IN THE MATTER OF AN ARBITRATION
CANADIAN PACIFIC RAILWAY COMPANY
CANADIAN SIGNAL AND COMMUNICATIONS SYSTEM COUNCIL
NO. 11 OF THE
INTERNATIONAL BROTHERHOOD OF ELECTRICAL WORKERS
RE: WORK PERFORMED BY S&C MAINTENANCE EMPLOYEES
ON THE INDIAN HEAD SUBDIVISION
GRIEVANCE NUMBER 2050-122811
SOLE ARBITRATOR: MICHEL G. PICHER
APPEARANCES FOR THE COMPANY:
Michael Moran - Manager, Labour Relations
Deanne Cote - Officer, Labour Relations
Marcel Gauthier - Superintendent, S & C
Cory Wogrinc - Manager, Track Renewal
APPEARANCE FOR THE UNION:
Denis W. Ellickson - Counsel
Brian Strong - Senior General Chairman SC #11 IBEW
Lee Hooper - Assistant General Chair
Ron Hewson - General Chairman CSCSC #11
Luc Couture - International Representative IBEW
A hearing this matter was held in Montreal on September 14, 2012.
The Union grieves the Company’s decision to assign an S&C Maintenance employee to perform work which it maintains was construction work rather than maintenance work on a territory other than the Maintainer’s own territory, providing that individual benefits in excess of those available under the collective agreement in what it characterizes as improper direct dealing. The Company denies any violation of the collective agreement.
At the hearing the parties filed a Joint Statement of Issue which reads as follows:
In September 2011, S&C Maintainer Brent Boux was directed to work on the Indian Head Subdivision, which is away from his assigned bulletined headquarters; and was specifically directed to perform installation work at Hot Box Detectors. The Hot Box Detectors in question were on other S&C Maintainers’ assigned territories (per Article 9). S&C Mobile Maintainer Saskatoon Rick Jawa was also directed to perform this work alongside Mr. Boux. While Mr. Boux was away on the Indian Head Subdivision, S&C Maintainer Dennis Bodnar was forced to cover Mr. Boux’s calls.

▶ _Data block_:
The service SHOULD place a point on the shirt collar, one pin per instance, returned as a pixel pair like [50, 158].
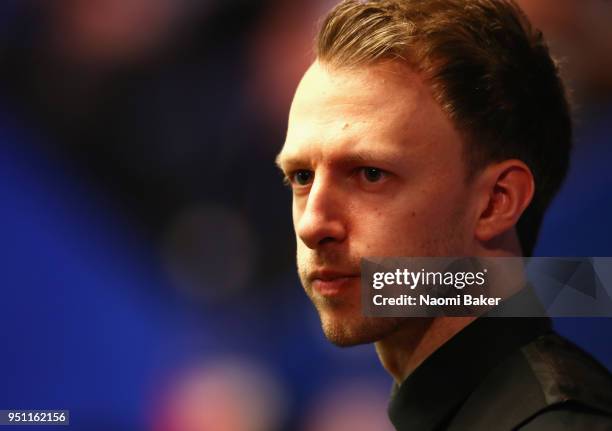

▶ _Exercise task_: In the arbitration text about S&C maintenance work on the Indian Head Subdivision, where and on what date was the hearing held?

▶ _Result of the exercise_: Montreal, on September 14, 2012.